AIM - Render as a Markdown table the part of the items below that opens with the line containing "of the dark" and closes with the line containing "the snow on", both ends included. Use the columns Row and Line, give each line a row number, and leave out blank lines.

EXTRACTED RECORDS -
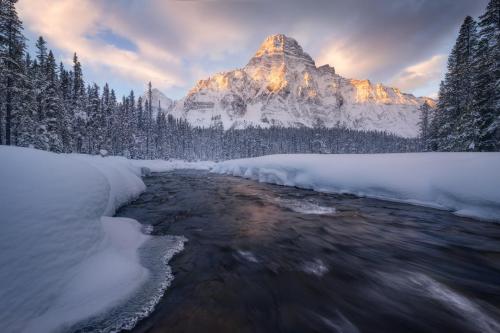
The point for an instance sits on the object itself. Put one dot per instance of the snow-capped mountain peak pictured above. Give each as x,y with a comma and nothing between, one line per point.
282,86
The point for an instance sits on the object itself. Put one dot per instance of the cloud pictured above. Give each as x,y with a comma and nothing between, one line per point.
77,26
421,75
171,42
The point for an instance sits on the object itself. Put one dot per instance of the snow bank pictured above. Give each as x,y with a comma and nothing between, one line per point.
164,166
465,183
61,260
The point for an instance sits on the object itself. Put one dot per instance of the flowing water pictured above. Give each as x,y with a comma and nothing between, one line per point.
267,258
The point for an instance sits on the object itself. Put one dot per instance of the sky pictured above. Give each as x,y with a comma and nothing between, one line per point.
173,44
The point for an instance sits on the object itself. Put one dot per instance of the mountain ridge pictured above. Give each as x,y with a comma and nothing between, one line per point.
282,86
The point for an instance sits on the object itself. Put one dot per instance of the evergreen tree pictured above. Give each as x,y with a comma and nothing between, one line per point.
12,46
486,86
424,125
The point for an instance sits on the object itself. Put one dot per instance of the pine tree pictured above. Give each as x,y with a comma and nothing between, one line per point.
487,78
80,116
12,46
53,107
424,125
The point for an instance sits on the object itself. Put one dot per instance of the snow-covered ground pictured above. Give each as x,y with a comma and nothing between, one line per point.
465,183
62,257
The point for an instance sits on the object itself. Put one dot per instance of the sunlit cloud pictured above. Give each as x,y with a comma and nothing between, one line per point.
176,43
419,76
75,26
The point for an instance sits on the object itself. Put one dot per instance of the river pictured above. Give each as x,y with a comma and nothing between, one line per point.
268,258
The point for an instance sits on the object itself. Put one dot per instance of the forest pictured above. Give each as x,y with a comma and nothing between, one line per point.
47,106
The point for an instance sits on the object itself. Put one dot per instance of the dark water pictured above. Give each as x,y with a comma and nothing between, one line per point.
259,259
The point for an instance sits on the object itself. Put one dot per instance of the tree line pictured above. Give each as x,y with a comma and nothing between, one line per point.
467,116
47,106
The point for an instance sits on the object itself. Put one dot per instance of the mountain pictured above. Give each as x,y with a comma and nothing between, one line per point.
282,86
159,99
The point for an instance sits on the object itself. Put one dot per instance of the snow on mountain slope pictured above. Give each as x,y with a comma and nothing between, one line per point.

--

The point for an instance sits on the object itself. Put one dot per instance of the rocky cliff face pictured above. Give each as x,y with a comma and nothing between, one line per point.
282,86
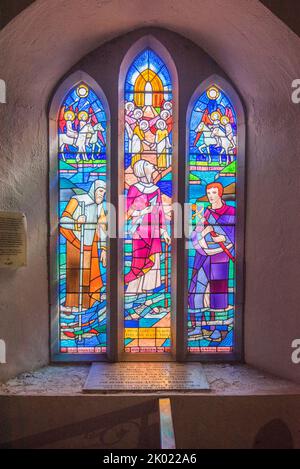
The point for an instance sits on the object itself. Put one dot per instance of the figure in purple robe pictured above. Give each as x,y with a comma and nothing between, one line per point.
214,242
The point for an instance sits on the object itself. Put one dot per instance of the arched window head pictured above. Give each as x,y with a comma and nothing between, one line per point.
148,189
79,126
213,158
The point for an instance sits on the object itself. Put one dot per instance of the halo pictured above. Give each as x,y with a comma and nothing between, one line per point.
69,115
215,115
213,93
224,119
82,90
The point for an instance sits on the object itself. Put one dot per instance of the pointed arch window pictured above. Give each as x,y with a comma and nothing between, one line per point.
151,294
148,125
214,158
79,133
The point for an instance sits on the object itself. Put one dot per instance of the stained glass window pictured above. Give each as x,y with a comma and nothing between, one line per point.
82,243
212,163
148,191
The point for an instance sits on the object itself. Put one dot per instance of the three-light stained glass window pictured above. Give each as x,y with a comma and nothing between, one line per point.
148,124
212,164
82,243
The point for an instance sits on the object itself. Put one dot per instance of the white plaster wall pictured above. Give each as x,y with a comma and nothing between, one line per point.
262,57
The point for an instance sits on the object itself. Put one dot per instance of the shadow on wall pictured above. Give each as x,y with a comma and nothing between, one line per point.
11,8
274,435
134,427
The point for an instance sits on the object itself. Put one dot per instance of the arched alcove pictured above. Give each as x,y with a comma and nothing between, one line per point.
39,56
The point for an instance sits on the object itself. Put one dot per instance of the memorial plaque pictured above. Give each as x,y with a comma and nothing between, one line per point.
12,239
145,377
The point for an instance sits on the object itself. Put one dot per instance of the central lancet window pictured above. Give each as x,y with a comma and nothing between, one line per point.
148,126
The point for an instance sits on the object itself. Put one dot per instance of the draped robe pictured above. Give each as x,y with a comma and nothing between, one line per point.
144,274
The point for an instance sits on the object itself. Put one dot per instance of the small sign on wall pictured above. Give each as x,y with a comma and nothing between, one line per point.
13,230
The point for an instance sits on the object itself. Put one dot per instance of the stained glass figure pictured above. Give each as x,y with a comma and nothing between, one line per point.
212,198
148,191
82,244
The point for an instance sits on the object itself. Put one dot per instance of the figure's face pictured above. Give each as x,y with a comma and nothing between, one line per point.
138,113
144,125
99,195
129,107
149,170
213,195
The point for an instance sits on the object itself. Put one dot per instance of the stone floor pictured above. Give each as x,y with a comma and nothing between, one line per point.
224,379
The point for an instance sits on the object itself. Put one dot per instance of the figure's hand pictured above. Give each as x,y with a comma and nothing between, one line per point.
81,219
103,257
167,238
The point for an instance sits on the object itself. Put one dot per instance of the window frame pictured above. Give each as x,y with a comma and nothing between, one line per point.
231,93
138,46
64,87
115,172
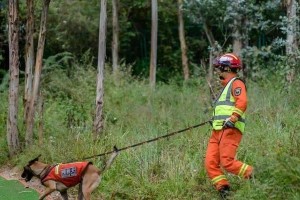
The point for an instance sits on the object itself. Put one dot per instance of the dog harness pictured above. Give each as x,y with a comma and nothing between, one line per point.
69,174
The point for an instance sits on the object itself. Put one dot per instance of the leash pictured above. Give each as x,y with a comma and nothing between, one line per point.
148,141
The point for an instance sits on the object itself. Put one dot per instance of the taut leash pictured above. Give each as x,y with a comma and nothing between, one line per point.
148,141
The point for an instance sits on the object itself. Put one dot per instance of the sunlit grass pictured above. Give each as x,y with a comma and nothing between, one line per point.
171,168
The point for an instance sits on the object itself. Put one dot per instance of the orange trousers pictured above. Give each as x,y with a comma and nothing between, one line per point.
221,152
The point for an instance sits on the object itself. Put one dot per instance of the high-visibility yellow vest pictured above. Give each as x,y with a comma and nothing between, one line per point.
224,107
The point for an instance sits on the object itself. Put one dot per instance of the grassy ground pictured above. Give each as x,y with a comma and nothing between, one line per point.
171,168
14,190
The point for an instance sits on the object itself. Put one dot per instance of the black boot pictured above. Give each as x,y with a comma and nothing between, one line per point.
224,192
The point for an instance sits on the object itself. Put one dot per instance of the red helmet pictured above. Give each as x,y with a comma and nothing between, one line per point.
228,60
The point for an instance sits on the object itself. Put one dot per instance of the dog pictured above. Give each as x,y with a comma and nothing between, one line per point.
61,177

* * *

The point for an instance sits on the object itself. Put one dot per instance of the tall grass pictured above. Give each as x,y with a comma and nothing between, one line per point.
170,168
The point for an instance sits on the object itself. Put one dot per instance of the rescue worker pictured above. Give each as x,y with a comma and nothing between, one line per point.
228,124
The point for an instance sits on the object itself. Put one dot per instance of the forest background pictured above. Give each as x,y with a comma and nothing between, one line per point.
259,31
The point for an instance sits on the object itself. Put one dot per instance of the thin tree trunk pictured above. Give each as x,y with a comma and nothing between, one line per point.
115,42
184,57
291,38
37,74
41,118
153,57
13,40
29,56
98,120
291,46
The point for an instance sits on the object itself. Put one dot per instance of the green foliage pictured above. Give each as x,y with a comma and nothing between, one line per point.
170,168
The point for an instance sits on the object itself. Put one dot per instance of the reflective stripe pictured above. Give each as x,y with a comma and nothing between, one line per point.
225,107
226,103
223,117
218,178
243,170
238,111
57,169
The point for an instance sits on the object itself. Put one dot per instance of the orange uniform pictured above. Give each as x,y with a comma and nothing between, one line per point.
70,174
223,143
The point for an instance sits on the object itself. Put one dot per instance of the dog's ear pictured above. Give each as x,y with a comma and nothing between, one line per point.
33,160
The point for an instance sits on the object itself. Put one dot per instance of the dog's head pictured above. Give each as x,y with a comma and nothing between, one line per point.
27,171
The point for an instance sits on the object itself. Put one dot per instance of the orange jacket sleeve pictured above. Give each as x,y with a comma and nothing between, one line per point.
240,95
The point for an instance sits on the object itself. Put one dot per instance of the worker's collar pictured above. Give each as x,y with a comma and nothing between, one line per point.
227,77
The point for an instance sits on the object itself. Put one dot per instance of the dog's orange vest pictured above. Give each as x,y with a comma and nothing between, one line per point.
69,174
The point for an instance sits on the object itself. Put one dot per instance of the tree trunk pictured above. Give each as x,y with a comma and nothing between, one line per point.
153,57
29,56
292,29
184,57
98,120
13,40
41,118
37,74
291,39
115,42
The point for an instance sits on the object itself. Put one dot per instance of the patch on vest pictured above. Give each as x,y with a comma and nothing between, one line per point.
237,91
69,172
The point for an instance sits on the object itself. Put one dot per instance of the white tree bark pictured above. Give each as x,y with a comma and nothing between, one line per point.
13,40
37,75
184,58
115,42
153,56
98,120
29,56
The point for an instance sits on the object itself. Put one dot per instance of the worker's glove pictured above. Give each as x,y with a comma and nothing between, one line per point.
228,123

FULL ANSWER -
| Row | Line |
|---|---|
| 1 | The point for an instance sits on the object itself. Put one dot per instance of the dark water pictured above. Give each as x,y with a comma and nothing between, one line per point. |
| 2 | 259,259 |
| 3 | The point for an instance sits on the object itself. Put one dot per instance of the tree line pictured above. Give each as x,y with a comma and nothing between, one line per point. |
| 4 | 467,116 |
| 5 | 47,106 |
| 6 | The point for an instance sits on the object itself. Put one dot per instance of the mountain pictured above. Give each as x,y with a comma and nothing between, one line per point. |
| 7 | 282,86 |
| 8 | 159,99 |
| 9 | The point for an instance sits on the object itself. Put one dot per instance of the snow on mountain slope pictured above. Give each as x,y with a comma and nothing between, one line per point. |